-- start --
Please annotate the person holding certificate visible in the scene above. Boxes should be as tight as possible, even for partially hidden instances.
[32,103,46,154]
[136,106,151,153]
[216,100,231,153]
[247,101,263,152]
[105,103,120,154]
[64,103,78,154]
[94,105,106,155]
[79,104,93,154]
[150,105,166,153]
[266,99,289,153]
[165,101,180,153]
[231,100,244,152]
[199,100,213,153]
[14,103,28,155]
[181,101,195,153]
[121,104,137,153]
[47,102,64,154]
-- end --
-- start --
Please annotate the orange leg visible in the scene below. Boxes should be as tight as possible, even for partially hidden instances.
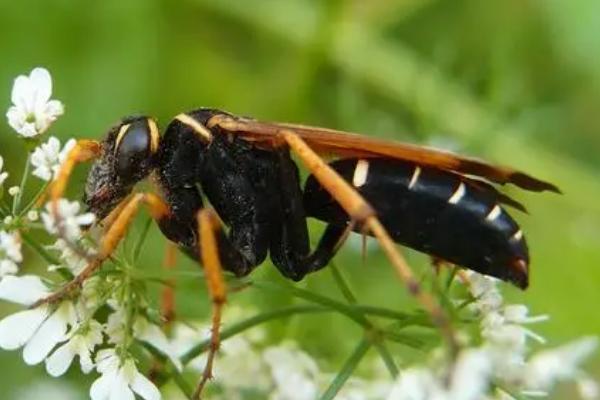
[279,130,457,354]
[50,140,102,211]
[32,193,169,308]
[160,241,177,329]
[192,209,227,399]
-- end --
-- start --
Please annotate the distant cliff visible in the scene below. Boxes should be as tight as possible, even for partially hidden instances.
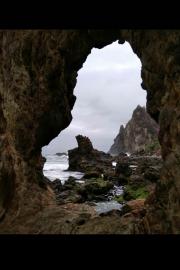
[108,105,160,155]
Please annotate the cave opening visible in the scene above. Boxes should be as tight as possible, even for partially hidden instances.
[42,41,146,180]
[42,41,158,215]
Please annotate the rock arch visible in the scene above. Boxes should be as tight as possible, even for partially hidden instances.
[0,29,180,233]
-- end --
(What you should do) Recast the rows above as a JSON list of strings with one string per line, starting with the line that contains "Please annotate the orange" and going on through the line that contains "[192,209,227,399]". Skip blank lines and leave the pictures out.

(Solution)
[
  "Please annotate the orange leg visible in the scene below. Boxes should be as tight as possible, even for partially hidden instances.",
  "[279,130,457,354]",
  "[50,140,102,211]",
  "[32,193,169,308]",
  "[160,241,177,329]",
  "[192,209,227,399]"
]